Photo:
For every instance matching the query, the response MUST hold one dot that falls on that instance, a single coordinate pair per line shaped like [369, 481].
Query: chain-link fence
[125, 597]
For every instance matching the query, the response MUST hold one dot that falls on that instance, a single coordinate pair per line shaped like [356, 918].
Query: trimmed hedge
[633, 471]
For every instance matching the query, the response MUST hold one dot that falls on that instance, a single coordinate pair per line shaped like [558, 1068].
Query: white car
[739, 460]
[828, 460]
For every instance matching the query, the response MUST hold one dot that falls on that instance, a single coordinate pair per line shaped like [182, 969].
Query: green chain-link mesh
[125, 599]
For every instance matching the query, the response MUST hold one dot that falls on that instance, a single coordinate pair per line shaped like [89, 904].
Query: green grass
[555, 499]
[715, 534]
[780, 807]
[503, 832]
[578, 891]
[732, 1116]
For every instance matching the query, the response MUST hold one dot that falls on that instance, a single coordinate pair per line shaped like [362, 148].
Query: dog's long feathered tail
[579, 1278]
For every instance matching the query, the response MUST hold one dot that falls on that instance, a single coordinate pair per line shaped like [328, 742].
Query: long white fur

SHORT TASK - Retype the whole listing above exactly.

WRITTEN RESPONSE -
Photo:
For every instance matching the query, the response MUST hold one dot that falls on that instance, a single coordinate pair per line shaped like [369, 481].
Query: chain-link fence
[125, 597]
For every instance matching the query, the response MUST hold one dot that falls on that instance, a single coordinate pair per line shaped like [356, 918].
Query: trimmed hedge
[633, 471]
For every instance matching the query, the response MUST hold one dot that falls on that instance, a single coordinate pair per line shaped like [558, 1068].
Query: white car
[739, 460]
[828, 460]
For every instance matching the query, the response MUST hold one dot that falls on that instance, a single coordinate pair per line shaped like [182, 969].
Query: green chain-link mesh
[125, 599]
For every instance matching the query, the response MUST hold one dot that falls on that instance, a single coordinate pair per line shaped like [89, 904].
Query: green grass
[555, 499]
[715, 534]
[780, 807]
[503, 832]
[578, 891]
[732, 1116]
For every instance matching the query, the response MUST hold one dot that falls on that instance, a single coordinate pair per line shaped like [362, 148].
Query: dog's long feathered tail
[579, 1278]
For every instance matching the query, the response MUST hold one dot that falls on that instance, a single coordinate pair per line shaped like [328, 742].
Query: long white fur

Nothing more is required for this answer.